● STATED GOAL
Rewrite the whole listing below, swapping "self-closing" for "empty" wherever it appears and changing nothing else. Leave the picture lines out of your answer.

● Point placement records
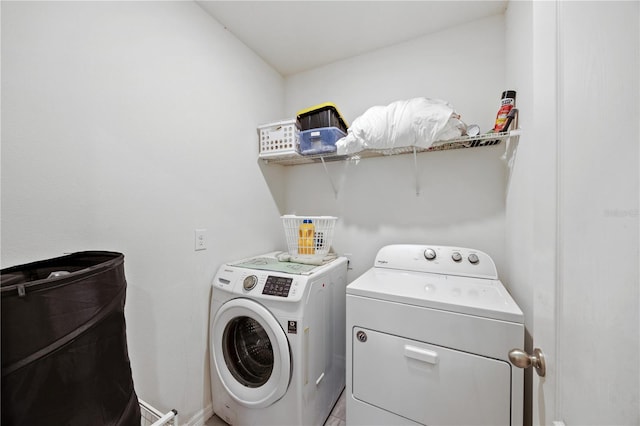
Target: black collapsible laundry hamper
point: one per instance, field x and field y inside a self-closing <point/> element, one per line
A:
<point x="64" y="343"/>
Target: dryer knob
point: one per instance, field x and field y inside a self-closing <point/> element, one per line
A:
<point x="250" y="282"/>
<point x="429" y="254"/>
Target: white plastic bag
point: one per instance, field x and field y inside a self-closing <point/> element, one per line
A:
<point x="415" y="122"/>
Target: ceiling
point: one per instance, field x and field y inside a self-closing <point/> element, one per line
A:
<point x="294" y="36"/>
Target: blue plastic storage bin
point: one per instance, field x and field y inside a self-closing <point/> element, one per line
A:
<point x="320" y="141"/>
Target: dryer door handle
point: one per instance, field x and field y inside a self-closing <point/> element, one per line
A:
<point x="420" y="354"/>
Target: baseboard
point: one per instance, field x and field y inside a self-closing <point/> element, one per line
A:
<point x="200" y="418"/>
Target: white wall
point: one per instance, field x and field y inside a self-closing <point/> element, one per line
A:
<point x="572" y="206"/>
<point x="462" y="192"/>
<point x="125" y="126"/>
<point x="599" y="185"/>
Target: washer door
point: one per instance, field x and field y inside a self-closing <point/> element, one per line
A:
<point x="251" y="353"/>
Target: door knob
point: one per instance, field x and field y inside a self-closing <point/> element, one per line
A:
<point x="521" y="359"/>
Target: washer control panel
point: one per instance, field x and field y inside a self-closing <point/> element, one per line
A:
<point x="260" y="284"/>
<point x="277" y="286"/>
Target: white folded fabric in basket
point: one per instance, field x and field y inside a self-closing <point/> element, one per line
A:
<point x="415" y="122"/>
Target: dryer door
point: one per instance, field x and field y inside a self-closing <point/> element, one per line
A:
<point x="251" y="353"/>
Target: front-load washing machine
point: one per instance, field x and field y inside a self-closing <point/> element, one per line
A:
<point x="429" y="330"/>
<point x="277" y="341"/>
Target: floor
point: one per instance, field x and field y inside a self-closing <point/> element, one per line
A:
<point x="336" y="418"/>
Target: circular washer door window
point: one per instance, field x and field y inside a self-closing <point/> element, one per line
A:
<point x="251" y="353"/>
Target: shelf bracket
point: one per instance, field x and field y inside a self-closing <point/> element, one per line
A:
<point x="333" y="185"/>
<point x="415" y="167"/>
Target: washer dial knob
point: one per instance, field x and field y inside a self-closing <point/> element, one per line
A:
<point x="250" y="282"/>
<point x="429" y="254"/>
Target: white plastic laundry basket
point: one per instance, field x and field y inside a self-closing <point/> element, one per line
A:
<point x="322" y="238"/>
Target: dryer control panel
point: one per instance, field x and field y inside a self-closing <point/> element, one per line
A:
<point x="443" y="260"/>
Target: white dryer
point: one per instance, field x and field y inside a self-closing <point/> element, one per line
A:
<point x="429" y="329"/>
<point x="277" y="341"/>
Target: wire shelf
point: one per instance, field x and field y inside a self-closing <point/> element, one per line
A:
<point x="488" y="139"/>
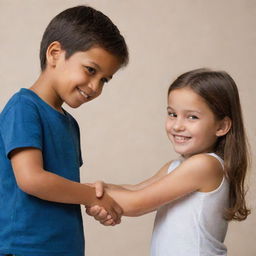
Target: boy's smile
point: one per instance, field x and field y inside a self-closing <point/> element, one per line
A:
<point x="75" y="80"/>
<point x="191" y="125"/>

● TASK RESPONSE
Target: black collapsible laundry hamper
point: one per instance, field x and field y inside a empty <point/> element, one per line
A:
<point x="64" y="343"/>
Target: dryer knob
point: one per instance, field x and field y inside a empty <point/> element, one per line
A:
<point x="250" y="282"/>
<point x="429" y="254"/>
Target: white plastic bag
point: one per instance, field x and field y inside a empty <point/> element, one per line
A:
<point x="415" y="122"/>
Target: ceiling
point: one per instance, field x and field y inside a empty <point/> element, one per line
A:
<point x="294" y="36"/>
Target: blue plastic storage bin
point: one per instance, field x and field y inside a empty <point/> element, one per line
A:
<point x="320" y="141"/>
Target: dryer door handle
point: one per instance, field x and field y inside a empty <point/> element, one per line
A:
<point x="420" y="354"/>
Target: baseboard
point: one per instance, field x and field y inside a empty <point/> element, one per line
A:
<point x="200" y="418"/>
Target: white wall
point: one per instance, field x and field y inside a empty <point/> element, one per line
A:
<point x="572" y="206"/>
<point x="462" y="192"/>
<point x="125" y="126"/>
<point x="599" y="185"/>
Target: washer door
point: one per instance, field x and field y inside a empty <point/> element, one per line
A:
<point x="251" y="353"/>
Target: door knob
point: one per instance, field x and field y inside a empty <point/> element, one per line
A:
<point x="521" y="359"/>
Target: washer control panel
point: one per instance, field x and field y inside a empty <point/> element, one per line
A:
<point x="260" y="284"/>
<point x="277" y="286"/>
Target: white folded fabric in basket
point: one per instance, field x and field y inside a empty <point/> element, one per line
A:
<point x="415" y="122"/>
Target: dryer door
point: one per instance, field x and field y inside a empty <point/> element, one per line
A:
<point x="251" y="353"/>
Target: front-load washing machine
point: one per instance, field x and field y inside a empty <point/> element, one per line
A:
<point x="429" y="330"/>
<point x="277" y="341"/>
Target: floor
point: one per instance, field x and field y inside a empty <point/> element, one per line
A:
<point x="336" y="418"/>
Target: circular washer door window
point: one per instance, field x and field y inside a empty <point/> element, one per line
A:
<point x="251" y="353"/>
Target: shelf bracket
point: one per instance, field x and field y inside a empty <point/> element, one per line
A:
<point x="333" y="185"/>
<point x="415" y="167"/>
Target: washer dial knob
point: one per instance, field x and field y inside a empty <point/> element, one per line
A:
<point x="250" y="282"/>
<point x="429" y="254"/>
Target: white plastic laundry basket
point: one per instance, field x and field y inside a empty <point/> element, one per line
A:
<point x="322" y="238"/>
Target: dryer control panel
point: one per instance, field x and field y inside a empty <point/> element, one per line
A:
<point x="443" y="260"/>
Target: white dryer
point: one per instance, field x and field y inside a empty <point/> element, one per line
A:
<point x="429" y="329"/>
<point x="277" y="341"/>
Target: wire shelf
point: one per instance, field x and field y inside a empty <point/> element, one per line
A:
<point x="488" y="139"/>
Target: boy's smile
point: one per instance, field x and field y inside a empty <point/> element, one per line
A:
<point x="75" y="80"/>
<point x="191" y="125"/>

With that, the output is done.